Task objective: For every entry, output the exact wording.

Records:
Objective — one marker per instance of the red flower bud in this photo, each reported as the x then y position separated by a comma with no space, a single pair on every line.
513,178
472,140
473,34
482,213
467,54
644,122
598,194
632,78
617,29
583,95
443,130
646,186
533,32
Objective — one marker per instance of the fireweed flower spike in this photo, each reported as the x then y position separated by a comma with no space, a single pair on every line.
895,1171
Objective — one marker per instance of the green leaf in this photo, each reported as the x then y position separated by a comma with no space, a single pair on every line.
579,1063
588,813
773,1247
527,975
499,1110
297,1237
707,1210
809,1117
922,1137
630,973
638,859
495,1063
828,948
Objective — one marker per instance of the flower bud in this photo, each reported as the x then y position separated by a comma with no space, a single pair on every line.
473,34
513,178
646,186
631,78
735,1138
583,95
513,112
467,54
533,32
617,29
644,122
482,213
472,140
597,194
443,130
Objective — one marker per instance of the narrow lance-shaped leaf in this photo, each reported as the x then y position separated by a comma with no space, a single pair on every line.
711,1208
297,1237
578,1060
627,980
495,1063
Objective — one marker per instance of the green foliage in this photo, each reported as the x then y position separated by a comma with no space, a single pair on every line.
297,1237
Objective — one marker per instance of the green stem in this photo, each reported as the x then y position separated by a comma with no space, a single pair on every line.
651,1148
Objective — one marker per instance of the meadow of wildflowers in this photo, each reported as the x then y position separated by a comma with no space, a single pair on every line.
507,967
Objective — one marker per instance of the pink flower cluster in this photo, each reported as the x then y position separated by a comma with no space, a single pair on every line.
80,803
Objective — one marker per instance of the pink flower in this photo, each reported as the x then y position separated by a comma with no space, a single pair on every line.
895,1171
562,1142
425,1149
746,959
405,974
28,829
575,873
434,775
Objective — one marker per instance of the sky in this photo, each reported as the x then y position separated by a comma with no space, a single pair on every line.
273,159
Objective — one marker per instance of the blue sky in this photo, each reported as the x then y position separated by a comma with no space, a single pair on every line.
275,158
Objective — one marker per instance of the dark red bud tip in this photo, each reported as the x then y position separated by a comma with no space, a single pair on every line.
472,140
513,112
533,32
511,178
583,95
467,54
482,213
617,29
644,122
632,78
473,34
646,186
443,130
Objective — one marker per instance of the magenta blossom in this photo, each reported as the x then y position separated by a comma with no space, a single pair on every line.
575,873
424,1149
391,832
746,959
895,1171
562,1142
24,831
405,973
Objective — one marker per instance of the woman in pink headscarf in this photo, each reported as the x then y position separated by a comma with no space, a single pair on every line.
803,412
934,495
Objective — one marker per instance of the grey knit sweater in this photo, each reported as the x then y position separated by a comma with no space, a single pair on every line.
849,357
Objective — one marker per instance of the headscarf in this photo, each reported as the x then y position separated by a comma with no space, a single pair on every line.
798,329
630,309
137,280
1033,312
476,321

Written answer:
Objective — one marker per instance of the red flower bud in this photo, each reported as the x then y position separated by a comma with no space, a single pair on every line.
513,178
472,140
473,34
482,213
467,54
644,122
598,194
632,78
617,29
583,95
443,130
646,186
533,32
Objective — one marker per instance of the fireweed flower spike in this photo, each reported as the x then y position separated by a comma with no space, a single pair on every line.
895,1171
Objective — one marker per instance of the green leaf in this photo, each reported as the x then y position separated by a comma with no space, a single pair on every line.
579,1063
588,813
773,1247
527,975
499,1110
297,1237
707,1210
809,1117
922,1137
630,973
638,859
495,1063
828,948
Objective — one marker per instance of the flower bud in this photo, each reported as the x then y position separated by a comma with no space, a single pair on every line.
473,34
513,178
646,186
631,78
735,1138
583,95
513,112
467,54
533,32
617,29
644,122
482,213
472,140
597,194
443,130
Objective — one marker per instance of the narrow lance-shaped leaf in this photo, each reported as the x then y position separated by a comma with no space, a single pair on every line.
711,1208
297,1237
578,1060
627,980
495,1063
Objective — one marker per instance of the green foliage in this photo, each reported as the x then y position separated by a comma with no space, a single pair on every line.
297,1237
Objective — one marker per instance of the green stem in this photo, each reported as the x then y position separated by a comma with no space, a single pair on every line.
651,1148
Objective — one marker per instance of the meadow of wildflowers in this photo, each reported as the x then y position separated by a comma with no space, a single pair on every line.
507,967
Objective — one marker per instance of the pink flower cluster in this photo, each reported as the x then y position separated by a comma with no space, a single pair on every line.
80,803
Objective — one marker per instance of the pink flower in this photo, each reported as the x then y position separated by a comma with no space, a single pair on every line.
895,1171
562,1142
425,1149
746,959
405,974
28,829
575,873
434,775
Objective — one marker per instance of the sky in this photo, each reported as the x then y position separated by a comma with no space, a single pair on every line.
273,159
Objective — one marker per instance of the blue sky in this photo, each reported as the x then y position separated by a comma with no space, a single pair on every line.
275,158
Objective — one marker per instance of the dark red bud tip in this photo, each reported as the x then y position separated by a comma with no space, a single pair on every line.
472,140
513,112
533,32
511,178
583,95
467,54
482,213
617,29
644,122
632,78
473,34
646,186
443,130
Objective — one marker per instance of the magenta blossom in this photo, each reported as the x then y position separated by a comma with no space, a single pair on every line.
575,873
424,1149
391,832
746,959
895,1171
562,1142
24,831
405,973
Objective — one marker per instance of the woman in pink headscarf in this photo, each reported as the x then y position separated by a comma with no space, a single pair on every line.
803,412
934,495
Objective — one marker per instance of the grey knit sweater in this photo, each reported as the x then y position separated by a comma with no space, a single pair on every line.
849,357
Objective — one marker per instance of the headscarf in this photo, each reported as the x then y position separated by a comma with no space, a single pair on every line.
798,329
630,309
137,280
1033,312
476,321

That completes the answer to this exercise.